(Annotation dataset records)
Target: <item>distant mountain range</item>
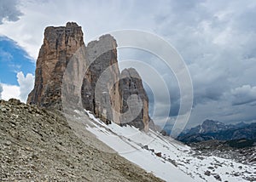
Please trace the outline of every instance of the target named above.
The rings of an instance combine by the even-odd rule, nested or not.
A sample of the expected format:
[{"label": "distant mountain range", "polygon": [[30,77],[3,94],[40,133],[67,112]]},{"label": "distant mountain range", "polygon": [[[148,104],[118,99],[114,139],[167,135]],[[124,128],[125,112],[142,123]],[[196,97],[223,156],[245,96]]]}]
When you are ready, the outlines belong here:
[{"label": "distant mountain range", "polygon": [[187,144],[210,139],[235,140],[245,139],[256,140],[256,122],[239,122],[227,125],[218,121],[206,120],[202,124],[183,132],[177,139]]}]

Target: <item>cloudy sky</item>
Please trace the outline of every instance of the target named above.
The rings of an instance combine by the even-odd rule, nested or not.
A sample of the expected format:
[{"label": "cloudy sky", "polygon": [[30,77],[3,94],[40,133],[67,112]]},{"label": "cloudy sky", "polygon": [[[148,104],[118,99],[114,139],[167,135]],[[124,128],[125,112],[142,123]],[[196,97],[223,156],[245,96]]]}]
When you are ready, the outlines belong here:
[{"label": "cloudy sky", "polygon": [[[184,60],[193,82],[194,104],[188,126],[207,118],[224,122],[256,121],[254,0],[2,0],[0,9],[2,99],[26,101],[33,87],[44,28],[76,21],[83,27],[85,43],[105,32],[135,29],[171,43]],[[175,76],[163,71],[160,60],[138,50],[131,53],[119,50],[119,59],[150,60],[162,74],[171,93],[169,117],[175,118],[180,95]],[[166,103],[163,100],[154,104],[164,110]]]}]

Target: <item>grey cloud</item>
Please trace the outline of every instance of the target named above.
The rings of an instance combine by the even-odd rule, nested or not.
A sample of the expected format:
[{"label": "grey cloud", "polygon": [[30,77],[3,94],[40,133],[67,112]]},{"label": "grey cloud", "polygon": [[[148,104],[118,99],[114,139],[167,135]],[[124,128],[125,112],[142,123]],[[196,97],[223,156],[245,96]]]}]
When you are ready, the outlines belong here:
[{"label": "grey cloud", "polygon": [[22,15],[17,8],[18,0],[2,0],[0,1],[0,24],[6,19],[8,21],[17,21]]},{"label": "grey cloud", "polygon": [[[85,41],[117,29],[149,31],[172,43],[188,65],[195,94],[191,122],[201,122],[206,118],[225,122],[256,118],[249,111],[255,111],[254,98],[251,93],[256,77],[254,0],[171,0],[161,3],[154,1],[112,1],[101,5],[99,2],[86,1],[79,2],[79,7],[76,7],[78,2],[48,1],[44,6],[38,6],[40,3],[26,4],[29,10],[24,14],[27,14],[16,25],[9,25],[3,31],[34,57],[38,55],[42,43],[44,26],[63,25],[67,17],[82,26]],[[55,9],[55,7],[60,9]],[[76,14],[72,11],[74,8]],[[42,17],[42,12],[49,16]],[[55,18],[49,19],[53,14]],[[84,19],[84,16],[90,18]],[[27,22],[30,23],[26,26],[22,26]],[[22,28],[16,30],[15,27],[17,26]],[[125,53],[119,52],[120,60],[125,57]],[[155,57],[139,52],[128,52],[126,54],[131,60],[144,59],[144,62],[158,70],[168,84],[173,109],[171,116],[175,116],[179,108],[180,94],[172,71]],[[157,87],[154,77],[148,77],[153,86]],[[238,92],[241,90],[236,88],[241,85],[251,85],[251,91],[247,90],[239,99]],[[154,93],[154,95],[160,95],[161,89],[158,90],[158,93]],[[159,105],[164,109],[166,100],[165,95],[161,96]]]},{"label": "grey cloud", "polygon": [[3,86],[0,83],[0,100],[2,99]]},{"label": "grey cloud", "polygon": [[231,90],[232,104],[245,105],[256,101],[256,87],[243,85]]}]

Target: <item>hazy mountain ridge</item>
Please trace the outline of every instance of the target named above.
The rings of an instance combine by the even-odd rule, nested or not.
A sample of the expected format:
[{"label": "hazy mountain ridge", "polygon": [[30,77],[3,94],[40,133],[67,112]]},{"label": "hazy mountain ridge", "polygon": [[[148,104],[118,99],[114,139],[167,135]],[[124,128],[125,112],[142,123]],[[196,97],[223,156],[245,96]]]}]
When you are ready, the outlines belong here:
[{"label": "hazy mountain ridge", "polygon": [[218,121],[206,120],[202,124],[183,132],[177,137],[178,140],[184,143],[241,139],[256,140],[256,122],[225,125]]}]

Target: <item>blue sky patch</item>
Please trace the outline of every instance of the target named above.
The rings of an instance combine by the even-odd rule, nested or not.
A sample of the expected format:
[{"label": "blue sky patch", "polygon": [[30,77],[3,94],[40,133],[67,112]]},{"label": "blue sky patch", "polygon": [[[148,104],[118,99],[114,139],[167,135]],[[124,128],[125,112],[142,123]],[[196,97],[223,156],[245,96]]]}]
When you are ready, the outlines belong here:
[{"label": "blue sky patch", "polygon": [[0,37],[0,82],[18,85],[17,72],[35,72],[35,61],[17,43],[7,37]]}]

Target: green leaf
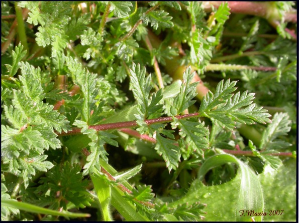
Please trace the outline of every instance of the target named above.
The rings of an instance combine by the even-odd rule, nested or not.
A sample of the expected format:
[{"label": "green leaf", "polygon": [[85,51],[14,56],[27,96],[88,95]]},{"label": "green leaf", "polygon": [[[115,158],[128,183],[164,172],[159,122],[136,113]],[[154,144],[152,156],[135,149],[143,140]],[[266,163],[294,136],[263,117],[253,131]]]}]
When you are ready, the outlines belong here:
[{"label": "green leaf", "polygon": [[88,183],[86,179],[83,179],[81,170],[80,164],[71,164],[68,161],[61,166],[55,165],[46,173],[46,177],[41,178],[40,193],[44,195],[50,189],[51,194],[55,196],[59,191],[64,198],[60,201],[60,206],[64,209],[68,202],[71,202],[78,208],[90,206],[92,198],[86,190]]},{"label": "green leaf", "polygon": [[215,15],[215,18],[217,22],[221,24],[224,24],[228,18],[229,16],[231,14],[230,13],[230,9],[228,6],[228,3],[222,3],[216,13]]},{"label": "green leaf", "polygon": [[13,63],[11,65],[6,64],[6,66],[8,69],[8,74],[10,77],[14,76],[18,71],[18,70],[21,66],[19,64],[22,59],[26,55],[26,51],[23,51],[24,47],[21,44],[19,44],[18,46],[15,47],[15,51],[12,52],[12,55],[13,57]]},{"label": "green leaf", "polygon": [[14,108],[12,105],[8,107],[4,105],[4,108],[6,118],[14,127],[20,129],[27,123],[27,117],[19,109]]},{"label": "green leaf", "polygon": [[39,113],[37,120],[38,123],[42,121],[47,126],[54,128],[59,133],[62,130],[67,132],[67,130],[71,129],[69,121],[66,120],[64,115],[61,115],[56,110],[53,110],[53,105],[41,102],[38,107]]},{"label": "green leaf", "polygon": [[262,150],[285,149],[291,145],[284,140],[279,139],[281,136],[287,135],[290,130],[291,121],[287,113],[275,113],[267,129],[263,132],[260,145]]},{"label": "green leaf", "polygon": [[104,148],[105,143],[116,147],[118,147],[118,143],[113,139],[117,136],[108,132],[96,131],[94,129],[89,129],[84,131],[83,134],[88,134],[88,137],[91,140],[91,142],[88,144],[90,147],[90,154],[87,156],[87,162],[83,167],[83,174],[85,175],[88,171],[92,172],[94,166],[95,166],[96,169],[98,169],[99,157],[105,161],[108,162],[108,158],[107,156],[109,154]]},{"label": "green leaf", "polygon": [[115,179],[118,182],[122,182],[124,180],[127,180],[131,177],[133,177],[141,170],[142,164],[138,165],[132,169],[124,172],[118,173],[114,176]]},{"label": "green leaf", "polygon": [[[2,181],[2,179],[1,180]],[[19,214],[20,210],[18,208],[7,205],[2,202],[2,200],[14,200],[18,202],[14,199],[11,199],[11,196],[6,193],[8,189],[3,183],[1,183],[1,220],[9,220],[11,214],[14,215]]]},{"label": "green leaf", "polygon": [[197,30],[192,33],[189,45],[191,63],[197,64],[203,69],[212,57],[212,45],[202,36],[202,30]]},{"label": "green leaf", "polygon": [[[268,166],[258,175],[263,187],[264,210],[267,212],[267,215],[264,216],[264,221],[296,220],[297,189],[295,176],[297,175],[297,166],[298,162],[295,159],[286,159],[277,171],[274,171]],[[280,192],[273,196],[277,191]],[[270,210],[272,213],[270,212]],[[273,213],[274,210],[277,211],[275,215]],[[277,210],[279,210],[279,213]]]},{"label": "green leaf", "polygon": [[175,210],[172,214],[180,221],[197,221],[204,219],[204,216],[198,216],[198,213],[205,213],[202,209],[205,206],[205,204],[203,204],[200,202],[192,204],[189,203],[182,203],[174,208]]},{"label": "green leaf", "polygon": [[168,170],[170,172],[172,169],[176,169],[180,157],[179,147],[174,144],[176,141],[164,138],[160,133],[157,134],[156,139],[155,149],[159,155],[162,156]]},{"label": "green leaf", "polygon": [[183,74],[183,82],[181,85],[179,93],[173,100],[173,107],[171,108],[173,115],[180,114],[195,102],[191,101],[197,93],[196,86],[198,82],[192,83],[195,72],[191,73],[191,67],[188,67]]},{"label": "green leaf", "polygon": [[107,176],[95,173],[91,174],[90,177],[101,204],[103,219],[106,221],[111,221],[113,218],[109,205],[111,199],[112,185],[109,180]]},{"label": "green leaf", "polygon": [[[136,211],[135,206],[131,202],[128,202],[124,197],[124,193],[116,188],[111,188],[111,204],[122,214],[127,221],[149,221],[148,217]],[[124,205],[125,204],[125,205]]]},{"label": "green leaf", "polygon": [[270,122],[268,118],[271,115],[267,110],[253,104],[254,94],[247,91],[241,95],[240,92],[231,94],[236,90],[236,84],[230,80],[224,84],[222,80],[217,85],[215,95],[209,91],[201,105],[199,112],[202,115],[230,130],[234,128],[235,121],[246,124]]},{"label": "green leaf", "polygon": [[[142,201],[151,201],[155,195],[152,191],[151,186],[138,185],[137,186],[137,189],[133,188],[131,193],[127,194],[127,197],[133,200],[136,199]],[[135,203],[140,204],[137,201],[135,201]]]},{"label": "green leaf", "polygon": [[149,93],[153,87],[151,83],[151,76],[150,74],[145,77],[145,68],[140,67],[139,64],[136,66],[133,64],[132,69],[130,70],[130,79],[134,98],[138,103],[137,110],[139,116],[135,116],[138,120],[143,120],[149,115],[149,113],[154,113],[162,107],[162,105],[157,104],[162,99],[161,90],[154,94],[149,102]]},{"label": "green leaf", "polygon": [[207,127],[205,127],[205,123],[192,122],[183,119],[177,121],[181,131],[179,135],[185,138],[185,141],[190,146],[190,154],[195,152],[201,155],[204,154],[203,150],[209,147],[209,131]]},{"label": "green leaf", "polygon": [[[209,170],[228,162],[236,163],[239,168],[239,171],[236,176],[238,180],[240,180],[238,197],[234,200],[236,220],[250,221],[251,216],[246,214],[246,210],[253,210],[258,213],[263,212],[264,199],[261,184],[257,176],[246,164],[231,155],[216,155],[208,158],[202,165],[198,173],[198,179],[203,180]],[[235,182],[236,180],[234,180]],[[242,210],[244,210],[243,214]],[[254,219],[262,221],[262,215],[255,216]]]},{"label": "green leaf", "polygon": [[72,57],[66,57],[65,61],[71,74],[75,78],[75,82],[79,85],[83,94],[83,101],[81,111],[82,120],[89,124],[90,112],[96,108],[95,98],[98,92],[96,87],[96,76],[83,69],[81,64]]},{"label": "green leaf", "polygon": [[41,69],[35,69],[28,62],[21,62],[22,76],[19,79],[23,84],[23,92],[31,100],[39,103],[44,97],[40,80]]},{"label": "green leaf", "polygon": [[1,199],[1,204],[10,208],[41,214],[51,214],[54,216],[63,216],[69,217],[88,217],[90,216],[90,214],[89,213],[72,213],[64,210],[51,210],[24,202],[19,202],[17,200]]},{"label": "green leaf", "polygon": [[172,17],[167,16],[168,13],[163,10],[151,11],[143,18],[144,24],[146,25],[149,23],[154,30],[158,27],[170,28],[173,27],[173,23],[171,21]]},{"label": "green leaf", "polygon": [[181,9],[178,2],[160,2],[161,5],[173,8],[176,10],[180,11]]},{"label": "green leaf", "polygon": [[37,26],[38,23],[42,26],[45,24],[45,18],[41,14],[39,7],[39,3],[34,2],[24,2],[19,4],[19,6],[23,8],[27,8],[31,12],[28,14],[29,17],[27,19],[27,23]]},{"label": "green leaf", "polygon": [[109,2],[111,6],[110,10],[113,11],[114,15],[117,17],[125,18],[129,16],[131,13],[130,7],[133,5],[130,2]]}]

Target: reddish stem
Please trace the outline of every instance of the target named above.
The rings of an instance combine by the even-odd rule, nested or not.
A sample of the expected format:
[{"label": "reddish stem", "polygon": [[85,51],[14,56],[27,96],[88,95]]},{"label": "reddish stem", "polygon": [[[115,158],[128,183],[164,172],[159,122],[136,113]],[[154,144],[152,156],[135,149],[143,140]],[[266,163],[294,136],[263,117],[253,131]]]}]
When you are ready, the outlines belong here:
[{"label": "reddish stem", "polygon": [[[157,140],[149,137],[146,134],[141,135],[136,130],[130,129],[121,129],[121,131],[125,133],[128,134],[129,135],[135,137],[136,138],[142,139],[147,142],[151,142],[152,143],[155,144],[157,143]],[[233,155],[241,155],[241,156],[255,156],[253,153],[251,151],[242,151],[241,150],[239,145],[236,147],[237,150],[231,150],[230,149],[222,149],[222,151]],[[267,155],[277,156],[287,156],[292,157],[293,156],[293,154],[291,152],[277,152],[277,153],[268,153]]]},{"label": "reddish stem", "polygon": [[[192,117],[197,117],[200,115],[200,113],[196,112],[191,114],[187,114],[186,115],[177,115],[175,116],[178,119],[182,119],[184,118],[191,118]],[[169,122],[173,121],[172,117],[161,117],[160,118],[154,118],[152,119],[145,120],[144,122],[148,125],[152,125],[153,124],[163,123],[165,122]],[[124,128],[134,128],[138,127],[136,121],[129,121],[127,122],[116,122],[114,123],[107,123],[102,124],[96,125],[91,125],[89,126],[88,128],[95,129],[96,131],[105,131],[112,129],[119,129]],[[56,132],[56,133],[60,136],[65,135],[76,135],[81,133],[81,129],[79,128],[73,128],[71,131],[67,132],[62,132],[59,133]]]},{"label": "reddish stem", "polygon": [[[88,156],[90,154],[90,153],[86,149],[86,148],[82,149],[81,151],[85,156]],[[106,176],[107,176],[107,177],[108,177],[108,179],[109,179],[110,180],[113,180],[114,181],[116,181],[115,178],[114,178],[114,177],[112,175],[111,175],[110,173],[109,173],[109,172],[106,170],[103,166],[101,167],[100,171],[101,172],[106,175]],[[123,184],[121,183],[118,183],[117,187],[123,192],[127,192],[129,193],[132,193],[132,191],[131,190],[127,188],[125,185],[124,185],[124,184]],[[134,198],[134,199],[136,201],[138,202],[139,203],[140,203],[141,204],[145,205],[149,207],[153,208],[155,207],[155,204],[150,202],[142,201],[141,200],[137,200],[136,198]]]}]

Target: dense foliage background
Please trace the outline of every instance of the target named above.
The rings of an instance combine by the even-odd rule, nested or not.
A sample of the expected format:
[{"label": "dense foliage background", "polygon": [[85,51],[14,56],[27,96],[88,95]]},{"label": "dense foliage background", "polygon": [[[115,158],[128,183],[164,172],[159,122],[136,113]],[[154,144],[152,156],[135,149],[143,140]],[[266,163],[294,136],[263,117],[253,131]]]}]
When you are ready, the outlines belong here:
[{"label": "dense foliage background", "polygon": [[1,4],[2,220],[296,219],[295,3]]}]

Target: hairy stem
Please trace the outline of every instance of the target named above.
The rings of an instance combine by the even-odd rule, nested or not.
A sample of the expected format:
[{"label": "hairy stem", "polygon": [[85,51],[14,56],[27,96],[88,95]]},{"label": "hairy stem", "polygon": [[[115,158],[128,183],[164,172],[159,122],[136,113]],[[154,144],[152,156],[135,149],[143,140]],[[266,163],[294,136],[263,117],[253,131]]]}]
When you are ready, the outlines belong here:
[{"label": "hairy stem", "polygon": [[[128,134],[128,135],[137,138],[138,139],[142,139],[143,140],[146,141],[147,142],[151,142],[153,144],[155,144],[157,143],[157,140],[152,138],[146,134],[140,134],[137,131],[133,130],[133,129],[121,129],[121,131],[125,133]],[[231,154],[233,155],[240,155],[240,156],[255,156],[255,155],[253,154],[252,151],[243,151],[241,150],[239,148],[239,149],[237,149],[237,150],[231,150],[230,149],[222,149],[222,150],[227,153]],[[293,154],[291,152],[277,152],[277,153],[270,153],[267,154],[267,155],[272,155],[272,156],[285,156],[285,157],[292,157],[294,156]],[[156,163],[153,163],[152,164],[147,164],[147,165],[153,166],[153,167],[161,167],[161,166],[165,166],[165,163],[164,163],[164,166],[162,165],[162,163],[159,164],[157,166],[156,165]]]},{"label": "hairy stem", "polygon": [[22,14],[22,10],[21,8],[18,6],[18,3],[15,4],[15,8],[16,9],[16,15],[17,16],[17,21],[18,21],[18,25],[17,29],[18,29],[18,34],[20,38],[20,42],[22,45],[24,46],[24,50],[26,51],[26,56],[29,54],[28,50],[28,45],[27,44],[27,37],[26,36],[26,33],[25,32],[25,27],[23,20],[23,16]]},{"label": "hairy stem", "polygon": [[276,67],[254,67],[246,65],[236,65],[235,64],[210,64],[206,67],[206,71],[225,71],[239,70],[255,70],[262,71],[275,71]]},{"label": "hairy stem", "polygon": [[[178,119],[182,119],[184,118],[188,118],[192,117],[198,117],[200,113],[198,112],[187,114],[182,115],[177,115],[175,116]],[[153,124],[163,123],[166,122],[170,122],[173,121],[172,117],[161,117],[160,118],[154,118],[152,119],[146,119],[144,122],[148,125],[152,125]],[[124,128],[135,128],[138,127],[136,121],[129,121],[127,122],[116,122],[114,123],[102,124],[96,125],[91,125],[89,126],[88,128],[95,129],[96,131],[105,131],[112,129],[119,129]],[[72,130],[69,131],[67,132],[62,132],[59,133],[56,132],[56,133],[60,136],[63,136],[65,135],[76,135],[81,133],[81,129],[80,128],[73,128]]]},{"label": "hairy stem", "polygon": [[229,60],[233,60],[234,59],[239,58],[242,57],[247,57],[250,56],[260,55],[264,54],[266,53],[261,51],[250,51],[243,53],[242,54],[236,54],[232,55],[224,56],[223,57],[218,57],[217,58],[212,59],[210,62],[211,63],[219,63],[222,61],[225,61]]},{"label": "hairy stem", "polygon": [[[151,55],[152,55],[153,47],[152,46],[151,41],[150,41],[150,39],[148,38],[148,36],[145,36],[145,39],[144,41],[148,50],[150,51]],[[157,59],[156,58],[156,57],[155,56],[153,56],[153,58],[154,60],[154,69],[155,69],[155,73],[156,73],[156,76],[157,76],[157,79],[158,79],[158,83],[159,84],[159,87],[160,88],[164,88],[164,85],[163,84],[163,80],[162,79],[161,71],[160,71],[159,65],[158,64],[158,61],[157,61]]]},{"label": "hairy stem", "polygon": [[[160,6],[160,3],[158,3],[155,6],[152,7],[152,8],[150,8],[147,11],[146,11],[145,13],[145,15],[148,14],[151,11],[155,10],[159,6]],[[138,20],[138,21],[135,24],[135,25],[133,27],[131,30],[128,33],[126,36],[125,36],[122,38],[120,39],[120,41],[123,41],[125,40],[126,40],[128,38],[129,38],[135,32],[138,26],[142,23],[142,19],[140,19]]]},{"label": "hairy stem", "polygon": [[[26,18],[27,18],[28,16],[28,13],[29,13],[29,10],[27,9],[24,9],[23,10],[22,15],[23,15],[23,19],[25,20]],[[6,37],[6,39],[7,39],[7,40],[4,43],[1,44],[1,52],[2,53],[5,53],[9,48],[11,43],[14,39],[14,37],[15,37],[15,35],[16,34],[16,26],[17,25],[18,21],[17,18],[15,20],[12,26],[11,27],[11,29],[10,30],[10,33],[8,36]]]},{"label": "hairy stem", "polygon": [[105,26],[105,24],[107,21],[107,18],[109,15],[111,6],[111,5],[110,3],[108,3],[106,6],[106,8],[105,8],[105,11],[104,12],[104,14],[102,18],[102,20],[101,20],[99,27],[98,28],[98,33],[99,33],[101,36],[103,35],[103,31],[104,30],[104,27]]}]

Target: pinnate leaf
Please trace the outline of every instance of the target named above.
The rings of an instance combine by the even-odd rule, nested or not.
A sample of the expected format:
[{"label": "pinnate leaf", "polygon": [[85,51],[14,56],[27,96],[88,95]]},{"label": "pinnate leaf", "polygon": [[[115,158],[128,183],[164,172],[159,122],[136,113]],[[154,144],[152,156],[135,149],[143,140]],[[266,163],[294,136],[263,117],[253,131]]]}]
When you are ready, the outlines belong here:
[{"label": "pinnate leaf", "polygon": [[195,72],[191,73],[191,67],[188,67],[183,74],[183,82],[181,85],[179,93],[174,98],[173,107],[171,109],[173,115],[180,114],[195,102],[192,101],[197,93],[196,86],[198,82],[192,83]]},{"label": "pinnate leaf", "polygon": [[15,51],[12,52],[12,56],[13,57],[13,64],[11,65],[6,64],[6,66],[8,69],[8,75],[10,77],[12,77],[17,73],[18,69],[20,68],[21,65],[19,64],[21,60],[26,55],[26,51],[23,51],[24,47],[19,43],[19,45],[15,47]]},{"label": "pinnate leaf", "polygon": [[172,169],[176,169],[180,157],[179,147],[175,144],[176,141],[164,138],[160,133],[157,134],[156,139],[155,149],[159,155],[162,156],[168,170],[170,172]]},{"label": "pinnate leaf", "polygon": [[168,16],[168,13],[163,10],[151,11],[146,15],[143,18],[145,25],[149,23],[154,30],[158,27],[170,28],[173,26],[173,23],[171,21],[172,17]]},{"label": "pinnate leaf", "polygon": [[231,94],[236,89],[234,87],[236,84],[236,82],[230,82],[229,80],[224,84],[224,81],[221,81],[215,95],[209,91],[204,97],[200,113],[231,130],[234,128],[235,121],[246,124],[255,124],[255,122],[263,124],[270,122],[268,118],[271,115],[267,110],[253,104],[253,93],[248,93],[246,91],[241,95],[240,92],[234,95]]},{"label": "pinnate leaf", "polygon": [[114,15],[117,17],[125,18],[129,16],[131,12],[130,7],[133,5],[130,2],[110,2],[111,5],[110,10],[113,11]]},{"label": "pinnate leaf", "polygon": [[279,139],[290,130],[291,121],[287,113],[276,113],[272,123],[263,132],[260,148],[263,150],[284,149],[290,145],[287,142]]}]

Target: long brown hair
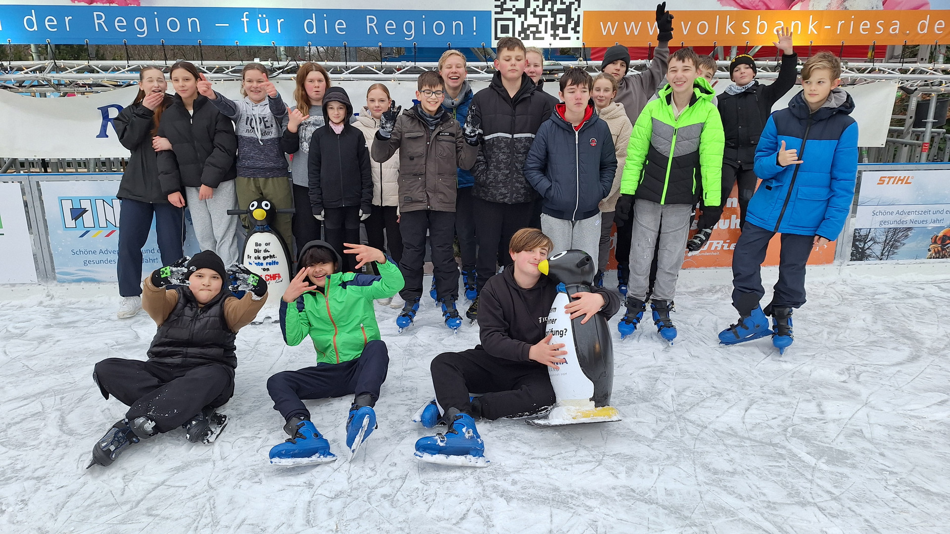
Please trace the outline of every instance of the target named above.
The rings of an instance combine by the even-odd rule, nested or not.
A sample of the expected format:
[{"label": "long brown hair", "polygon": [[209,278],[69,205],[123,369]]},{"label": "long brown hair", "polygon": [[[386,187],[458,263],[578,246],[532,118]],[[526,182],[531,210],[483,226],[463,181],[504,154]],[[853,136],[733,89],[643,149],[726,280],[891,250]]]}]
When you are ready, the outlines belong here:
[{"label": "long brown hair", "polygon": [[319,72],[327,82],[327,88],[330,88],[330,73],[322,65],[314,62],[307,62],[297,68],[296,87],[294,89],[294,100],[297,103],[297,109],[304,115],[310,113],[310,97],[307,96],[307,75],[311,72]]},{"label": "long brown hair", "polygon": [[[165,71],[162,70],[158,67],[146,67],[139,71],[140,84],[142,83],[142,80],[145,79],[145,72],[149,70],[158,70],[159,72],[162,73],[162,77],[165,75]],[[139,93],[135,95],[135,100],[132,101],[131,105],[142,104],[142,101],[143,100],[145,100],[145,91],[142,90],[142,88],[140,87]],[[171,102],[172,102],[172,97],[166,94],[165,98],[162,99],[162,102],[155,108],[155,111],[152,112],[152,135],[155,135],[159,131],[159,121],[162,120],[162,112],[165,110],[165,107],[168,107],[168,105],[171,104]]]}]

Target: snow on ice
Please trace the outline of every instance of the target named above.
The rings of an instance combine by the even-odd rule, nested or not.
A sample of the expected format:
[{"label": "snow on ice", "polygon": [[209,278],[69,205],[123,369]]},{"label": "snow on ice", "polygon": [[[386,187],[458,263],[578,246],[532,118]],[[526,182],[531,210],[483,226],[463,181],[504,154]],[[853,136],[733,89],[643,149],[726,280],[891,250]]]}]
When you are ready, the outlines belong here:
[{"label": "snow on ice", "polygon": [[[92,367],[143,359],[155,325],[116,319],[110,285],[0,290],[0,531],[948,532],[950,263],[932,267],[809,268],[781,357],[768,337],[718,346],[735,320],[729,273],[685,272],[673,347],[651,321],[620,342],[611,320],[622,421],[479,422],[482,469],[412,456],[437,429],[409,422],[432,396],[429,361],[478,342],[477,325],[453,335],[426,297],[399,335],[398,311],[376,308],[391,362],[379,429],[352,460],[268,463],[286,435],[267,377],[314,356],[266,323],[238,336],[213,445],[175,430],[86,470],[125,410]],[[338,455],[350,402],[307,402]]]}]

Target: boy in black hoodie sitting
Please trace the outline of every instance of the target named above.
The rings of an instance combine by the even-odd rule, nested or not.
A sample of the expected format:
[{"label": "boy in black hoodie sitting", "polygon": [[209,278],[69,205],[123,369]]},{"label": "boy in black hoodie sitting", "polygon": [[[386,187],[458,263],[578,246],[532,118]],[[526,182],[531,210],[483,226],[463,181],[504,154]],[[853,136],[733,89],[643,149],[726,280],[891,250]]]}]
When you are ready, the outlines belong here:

**The exercise**
How many lines in the records above contain the string "ridge"? Reply with the number alone.

**Exercise result**
3